▶ Given text
An ord lookup for pairs is needed, as ord_memberchk/2 is implemented for check only, which is strange in my opinion.

?- ord_memberchk( b-B, [a-1,b-2,b-4,c-3] ).
false.

?- ord_memberchk( b-2, [a-1,b-2,b-4,c-3] ).
true.

Now, if memberchk/2 is faster/fast enough, then it is another matter.
It is worth adding to the docs, that memberchk/2 is cheating and faster than Prolog implementation.
Of course, your tests might not measuring quite the whole truth.
The speed of ord_look_up/2 is primarily not on the true cases, but on the failures.
It might/should fail much faster than memberchk/2- depending on implementation.

In my opinion the predicate is best suited in the pairs library. You could have a sorted pairs library, but maybe an overkill.

In pack(stoics_lib), my medley predicates pack, there is a subdirectory kv, for kv specific predicates. The name convention is more streamlined and lets itself a bit better to having preds that operate on special cases. All predicates start with kv. Predicates that operate on ordered lists start with kvo and on those for sorted lists with kvs. Where order lists allow key repetition and sorted do not (not 100% sure this a widely accepted distinction).

The library defines kvo_k_memberchk/3 and kvs_k_memberchk/3.

kvs_k_memberchk( b, [a-1,b-2,c-3], V ).

▶ Provided data
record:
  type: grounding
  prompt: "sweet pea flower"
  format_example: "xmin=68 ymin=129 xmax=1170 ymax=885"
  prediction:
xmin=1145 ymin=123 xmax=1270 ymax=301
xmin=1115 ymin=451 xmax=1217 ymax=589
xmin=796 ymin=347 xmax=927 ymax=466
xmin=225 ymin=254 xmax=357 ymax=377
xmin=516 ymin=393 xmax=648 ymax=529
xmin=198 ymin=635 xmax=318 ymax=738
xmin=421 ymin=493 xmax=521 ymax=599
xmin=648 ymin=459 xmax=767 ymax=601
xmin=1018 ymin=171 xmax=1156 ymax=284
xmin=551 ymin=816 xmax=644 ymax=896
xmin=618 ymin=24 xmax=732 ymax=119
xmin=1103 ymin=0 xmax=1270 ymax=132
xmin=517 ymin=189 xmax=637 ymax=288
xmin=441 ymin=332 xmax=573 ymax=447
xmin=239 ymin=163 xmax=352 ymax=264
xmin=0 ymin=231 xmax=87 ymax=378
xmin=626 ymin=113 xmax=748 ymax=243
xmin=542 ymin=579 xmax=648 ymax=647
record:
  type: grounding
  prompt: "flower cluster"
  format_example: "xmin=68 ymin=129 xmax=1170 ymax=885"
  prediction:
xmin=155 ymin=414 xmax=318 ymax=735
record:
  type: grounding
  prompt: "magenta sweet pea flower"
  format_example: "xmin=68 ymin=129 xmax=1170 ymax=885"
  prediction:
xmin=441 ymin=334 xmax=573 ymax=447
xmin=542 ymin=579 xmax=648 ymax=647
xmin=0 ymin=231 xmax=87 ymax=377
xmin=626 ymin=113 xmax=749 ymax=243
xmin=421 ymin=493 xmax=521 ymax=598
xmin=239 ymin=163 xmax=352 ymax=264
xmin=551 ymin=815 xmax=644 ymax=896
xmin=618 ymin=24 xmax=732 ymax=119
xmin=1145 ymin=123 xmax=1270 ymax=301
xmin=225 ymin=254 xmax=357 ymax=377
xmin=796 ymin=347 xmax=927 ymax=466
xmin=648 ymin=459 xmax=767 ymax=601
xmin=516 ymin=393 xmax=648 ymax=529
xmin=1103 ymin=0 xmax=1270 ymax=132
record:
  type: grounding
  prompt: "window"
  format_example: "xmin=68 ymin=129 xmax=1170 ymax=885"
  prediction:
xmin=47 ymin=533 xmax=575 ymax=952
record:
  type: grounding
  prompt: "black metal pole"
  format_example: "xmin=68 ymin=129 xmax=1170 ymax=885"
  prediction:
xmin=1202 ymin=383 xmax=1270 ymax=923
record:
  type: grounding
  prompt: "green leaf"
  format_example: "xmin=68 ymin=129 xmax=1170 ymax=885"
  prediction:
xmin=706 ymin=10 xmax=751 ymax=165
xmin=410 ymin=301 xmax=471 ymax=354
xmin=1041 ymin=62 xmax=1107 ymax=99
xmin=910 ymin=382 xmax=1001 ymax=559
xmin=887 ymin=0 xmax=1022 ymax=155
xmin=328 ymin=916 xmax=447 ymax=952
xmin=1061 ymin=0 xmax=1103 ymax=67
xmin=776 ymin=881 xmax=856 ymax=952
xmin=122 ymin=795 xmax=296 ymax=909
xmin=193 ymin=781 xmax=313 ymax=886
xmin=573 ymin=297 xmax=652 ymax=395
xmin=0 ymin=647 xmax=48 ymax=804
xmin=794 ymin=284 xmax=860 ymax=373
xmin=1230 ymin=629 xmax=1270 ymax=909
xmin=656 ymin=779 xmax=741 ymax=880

▶ Problems
1. Retype the part of the Prolog post that opens with the words containing "In pack(stoics_lib), my" and closes with "kvo_k_memberchk/3 and kvs_k_memberchk/3.".
2. According to the Prolog post, why is an ord lookup for pairs needed?
3. Carry on writing the Prolog post from the point where it stops.
The listing comes from a separate source.

▶ Answers per task
1.
In pack(stoics_lib), my medley predicates pack, there is a subdirectory kv, for kv specific predicates. The name convention is more streamlined and lets itself a bit better to having preds that operate on special cases. All predicates start with kv. Predicates that operate on ordered lists start with kvo and on those for sorted lists with kvs. Where order lists allow key repetition and sorted do not (not 100% sure this a widely accepted distinction).

The library defines kvo_k_memberchk/3 and kvs_k_memberchk/3.

2. Because ord_memberchk/2 is implemented only to check membership. Querying b-B against [a-1,b-2,b-4,c-3] returns false instead of binding B, and only the fully given pair b-2 returns true.

3.
V = 2.

kvo_k_memberchk( b, [a-1,b-2,b-4,c-3], V ).
V = 2;
V = 4;
false.

In the case of kvo the chk is a bit of misnomer- maybe member would have been better.

Btw, most of the kv preds are now operating on arbitrary arity 2 or arity N>2 terms. Probably they are slower because of that.

?- kvs_k_memberchk( b, [t(a,1,x),t(b,2,y),t(c,3,z)], V ).
V = 2.

Regards,

Nicos

Thanks for showing interest and prior implementation.
After thinking more about this, I think we can explain the current lack of ord_lookup because of this combination:

  • if you just have a list of pairs, just use memberchk(k-V, L)
  • if you have an ordset of pairs, just use assoc or rbtree

In my usecase, the reason I didn’t use an rbtree is because I need to “heal” the datastructure after unification is done on the keys.
For an ordset, it is just a sort, while for an rbtree, I would need to convert from/to a list before doing a sort.
Given that my use-case is pretty niche, I am not at all confident we should upstream ord_lookup.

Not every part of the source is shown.